> WHAT IS ASKED
- 1) According to the news passage on congressional oversight of Trump, what share of midterm voters in the NBC News Exit Poll said Trump should not be impeached?
- 2) Continue the news passage on congressional oversight of Trump from the point where it stops.

But the road to a final victory was a long time coming.

The House started investigating the operation as soon as Republicans assumed the majority in 2011, ahead of President Barack Obama's re-election bid — but despite apparent judicial wins were still battling the Justice Department over documents long after Obama had left office.

The DOJ seemed to finally reach a settlement in 2018 — only to see that potential agreement thrown into question last month. And ironically, the Republican fight for Obama-era documents may have left Trump with fewer legal options in his own fight to keep documents from opposition investigators. If he opts to try, beyond legal issues, there can be political risks to stonewalling subpoenas.

"(Trump) will look like he is trying to hide something that he shouldn't be. He will be entering into unprecedented separation of powers territory," added Bardella. "We use to say at Oversight, it's not the crime, it's the cover-up that gets you. By refusing to comply with the legislative branch's constitutionally protected oversight authority, Trump could do himself even more harm than the actual investigations would produce."

That is, if he were inclined to second-guess a politically risky maneuver.

IMPEACHMENT

Some Democratic members of Congress have floated the idea of impeaching Trump. But most haven't — including the party's leaders.

In an NBC News Exit Poll, a majority of voters in the midterm election this year — 54 percent — said that they don't think Trump should be impeached, while 41 percent said he should.

Pelosi herself suggested in an interview with PBS NewsHour that aired on election night that impeachment won't be her focus — for now.

> PROVIDED DATA

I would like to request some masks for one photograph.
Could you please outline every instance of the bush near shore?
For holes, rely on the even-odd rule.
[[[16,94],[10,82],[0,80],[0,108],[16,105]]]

> TASK RESPONSES
- 1) 54 percent

- 2)
"It depends on what happens in the Mueller investigation," she said. “But (impeachment) is not unifying. And I get criticized in my own party for not being more supportive, but I'm not. If that happens, that would have to be bipartisan and the evidence would have to be so conclusive."

By introducing a seemingly impossible standard — bipartisan impeachment buy-in in a bitterly divided Washington — it might appear Pelosi was effectively ruling out the idea. She's been at pains to stress that she hasn't. "Recognize one point," Pelosi told The Atlantic's Edward-Isaac Dovere Friday after the election. "What Mueller might not think is indictable could be impeachable."

In the wake of the election this week, many Democrats said that any discussion of the "I-word" is premature.

"I haven't seen any evidence yet that would raise that, so it seems like you're skipping a few steps there," Rep. Conor Lamb, D-Pa., said on CNN. "There's a special counsel who's looking at the whole problem. We need to give him the time and space to do his job, and at any time that he finishes and presents us with his conclusions, we'll make a decision at that point."

Rep.-elect Mikie Sherrill, D-N.J., told MSNBC that she’s not interested in impeaching the president. "You know, I don't think that’s the way forward."

Rep. Eric Swalwell, D-Calif., told NBC News last week: "My sense was that health care was on the ballot and not impeachment. We should lead with the reasons the voters gave us the majority."

"But we shouldn't look the other way. If there's a line of evidence to pursue, we should pursue it and do it responsibly and put together an impenetrable case that could receive bipartisan support," said Swalwell, a member of the Judiciary and Intelligence Committees.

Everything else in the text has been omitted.